Copy every one of the records below line for line, leaving out the pictures.

[Data taken from a collection]
★ ★ ★
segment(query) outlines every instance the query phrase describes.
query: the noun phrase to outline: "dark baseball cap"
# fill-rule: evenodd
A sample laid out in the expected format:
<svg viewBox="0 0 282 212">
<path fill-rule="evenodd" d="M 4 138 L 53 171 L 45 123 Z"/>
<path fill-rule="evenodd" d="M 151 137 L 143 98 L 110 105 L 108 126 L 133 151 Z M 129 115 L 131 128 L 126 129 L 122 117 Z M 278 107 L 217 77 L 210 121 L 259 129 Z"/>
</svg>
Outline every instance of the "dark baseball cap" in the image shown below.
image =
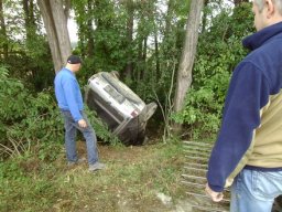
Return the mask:
<svg viewBox="0 0 282 212">
<path fill-rule="evenodd" d="M 67 57 L 67 63 L 78 64 L 78 63 L 82 63 L 82 59 L 77 55 L 70 55 L 70 56 Z"/>
</svg>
★ ★ ★
**Solution to the problem**:
segment(query) outlines every instance the query phrase describes.
query: the noun phrase to outline: "dark baseball cap"
# fill-rule: evenodd
A sample laid out in the expected format:
<svg viewBox="0 0 282 212">
<path fill-rule="evenodd" d="M 4 138 L 53 171 L 45 123 Z"/>
<path fill-rule="evenodd" d="M 151 137 L 143 98 L 110 105 L 108 126 L 133 151 Z M 129 115 L 131 128 L 126 129 L 122 117 Z M 278 107 L 217 77 L 210 121 L 259 129 Z"/>
</svg>
Outline every instance of the "dark baseball cap" in the image shown below.
image =
Return the mask:
<svg viewBox="0 0 282 212">
<path fill-rule="evenodd" d="M 67 57 L 67 63 L 78 64 L 78 63 L 82 63 L 82 59 L 77 55 L 70 55 L 70 56 Z"/>
</svg>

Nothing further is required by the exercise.